> [MATERIAL FOR THE TASK]:
┄┄┄┄┄┄┄┄┄┄┄┄┄┄┄┄┄┄┄┄

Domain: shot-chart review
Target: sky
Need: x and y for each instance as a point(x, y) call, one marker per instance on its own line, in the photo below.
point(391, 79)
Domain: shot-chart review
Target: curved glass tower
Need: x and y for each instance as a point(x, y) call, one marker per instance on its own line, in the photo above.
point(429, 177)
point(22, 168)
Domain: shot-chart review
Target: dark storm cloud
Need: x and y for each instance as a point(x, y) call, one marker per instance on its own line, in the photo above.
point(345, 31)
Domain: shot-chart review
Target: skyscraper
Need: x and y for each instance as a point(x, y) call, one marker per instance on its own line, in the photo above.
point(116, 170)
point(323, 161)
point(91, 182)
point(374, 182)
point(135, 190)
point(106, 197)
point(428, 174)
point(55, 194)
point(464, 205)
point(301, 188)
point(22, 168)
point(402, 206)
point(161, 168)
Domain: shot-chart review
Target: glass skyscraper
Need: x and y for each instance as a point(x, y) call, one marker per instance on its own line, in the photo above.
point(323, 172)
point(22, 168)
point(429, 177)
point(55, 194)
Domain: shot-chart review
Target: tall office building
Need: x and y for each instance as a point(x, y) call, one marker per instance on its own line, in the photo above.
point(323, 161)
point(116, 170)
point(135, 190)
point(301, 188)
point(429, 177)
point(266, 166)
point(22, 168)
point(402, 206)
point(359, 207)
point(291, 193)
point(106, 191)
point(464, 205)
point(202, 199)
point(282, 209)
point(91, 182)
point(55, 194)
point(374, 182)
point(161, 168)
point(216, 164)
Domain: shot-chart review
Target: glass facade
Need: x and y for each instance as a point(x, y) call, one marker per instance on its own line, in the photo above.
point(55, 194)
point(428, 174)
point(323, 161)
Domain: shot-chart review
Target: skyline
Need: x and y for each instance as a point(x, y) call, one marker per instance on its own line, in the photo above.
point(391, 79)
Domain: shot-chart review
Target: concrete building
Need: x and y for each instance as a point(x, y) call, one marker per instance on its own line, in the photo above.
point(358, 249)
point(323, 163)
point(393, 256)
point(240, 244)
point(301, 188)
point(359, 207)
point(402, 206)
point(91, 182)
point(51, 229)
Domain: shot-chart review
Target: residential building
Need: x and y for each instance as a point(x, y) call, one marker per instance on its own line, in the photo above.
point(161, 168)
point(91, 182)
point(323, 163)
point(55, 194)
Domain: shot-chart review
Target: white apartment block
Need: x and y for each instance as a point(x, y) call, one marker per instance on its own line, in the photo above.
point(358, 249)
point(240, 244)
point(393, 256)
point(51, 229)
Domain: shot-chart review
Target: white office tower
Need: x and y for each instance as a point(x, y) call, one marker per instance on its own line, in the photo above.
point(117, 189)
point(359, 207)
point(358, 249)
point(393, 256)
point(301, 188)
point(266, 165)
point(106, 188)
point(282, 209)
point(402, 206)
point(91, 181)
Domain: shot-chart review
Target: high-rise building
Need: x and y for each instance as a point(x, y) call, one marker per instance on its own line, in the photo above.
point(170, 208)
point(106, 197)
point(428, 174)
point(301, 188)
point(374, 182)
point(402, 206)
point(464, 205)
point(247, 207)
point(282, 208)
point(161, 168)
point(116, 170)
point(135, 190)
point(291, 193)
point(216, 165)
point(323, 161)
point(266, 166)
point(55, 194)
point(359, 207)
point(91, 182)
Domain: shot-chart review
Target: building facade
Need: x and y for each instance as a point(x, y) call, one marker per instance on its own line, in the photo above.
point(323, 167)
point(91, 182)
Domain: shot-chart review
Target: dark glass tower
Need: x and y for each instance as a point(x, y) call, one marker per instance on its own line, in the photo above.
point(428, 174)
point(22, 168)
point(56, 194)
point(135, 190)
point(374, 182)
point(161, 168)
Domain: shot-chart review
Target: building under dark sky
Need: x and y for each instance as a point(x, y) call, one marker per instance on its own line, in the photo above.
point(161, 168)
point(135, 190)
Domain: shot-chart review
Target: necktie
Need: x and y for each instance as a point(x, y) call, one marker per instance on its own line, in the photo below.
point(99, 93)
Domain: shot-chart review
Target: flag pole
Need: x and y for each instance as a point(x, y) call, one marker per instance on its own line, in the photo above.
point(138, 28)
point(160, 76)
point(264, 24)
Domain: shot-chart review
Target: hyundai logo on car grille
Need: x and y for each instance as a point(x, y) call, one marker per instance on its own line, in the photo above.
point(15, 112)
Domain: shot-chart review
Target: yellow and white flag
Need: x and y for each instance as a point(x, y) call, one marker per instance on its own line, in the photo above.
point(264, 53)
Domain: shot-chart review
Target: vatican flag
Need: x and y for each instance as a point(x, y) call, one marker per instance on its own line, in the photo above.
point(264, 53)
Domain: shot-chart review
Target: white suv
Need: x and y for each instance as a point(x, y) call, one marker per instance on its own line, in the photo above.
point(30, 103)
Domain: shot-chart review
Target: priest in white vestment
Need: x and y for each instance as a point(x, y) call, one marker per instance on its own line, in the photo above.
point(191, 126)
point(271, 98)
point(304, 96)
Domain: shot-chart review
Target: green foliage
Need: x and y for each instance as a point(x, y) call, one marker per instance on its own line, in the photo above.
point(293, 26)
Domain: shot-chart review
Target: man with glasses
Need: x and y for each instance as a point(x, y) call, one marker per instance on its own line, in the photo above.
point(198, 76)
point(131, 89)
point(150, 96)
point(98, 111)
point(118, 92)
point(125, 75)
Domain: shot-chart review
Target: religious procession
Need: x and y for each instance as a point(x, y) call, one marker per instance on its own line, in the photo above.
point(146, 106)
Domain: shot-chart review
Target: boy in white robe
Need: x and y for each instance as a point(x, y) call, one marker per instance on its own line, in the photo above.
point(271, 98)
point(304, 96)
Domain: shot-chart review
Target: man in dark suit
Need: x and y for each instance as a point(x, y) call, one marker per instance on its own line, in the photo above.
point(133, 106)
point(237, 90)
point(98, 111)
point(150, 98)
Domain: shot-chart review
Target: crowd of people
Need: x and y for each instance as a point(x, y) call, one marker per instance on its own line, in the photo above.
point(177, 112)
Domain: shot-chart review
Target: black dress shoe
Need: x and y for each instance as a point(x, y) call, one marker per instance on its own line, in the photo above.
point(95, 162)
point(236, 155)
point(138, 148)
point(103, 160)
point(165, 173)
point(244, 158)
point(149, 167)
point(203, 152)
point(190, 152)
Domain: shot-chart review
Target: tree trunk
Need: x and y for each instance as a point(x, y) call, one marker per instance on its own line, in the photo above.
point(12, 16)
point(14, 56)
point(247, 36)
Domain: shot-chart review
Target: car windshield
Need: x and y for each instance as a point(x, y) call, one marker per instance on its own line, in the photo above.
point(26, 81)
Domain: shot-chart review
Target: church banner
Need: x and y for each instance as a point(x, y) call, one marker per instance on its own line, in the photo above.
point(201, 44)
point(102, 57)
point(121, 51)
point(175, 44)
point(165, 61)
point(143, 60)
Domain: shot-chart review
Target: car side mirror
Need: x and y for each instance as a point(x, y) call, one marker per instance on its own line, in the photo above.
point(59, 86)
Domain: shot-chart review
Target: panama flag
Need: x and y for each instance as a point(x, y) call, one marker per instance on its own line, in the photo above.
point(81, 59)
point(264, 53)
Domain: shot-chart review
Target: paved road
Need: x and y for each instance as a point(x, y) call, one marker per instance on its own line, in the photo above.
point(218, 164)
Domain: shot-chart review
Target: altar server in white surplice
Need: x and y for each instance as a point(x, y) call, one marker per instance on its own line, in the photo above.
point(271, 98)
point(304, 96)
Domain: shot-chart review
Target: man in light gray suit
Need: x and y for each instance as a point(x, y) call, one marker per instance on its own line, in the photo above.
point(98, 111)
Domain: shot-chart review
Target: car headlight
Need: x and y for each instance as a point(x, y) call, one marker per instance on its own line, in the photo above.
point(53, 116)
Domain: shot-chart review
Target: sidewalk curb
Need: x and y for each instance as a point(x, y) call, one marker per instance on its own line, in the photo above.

┄┄┄┄┄┄┄┄┄┄┄┄┄┄┄┄┄┄┄┄

> [WHAT IS BEING ASKED]: Search the entries for the word "skyscraper" and copy every line that holds it.

> [FINAL ANSWER]:
Target: skyscraper
Target: glass skyscraper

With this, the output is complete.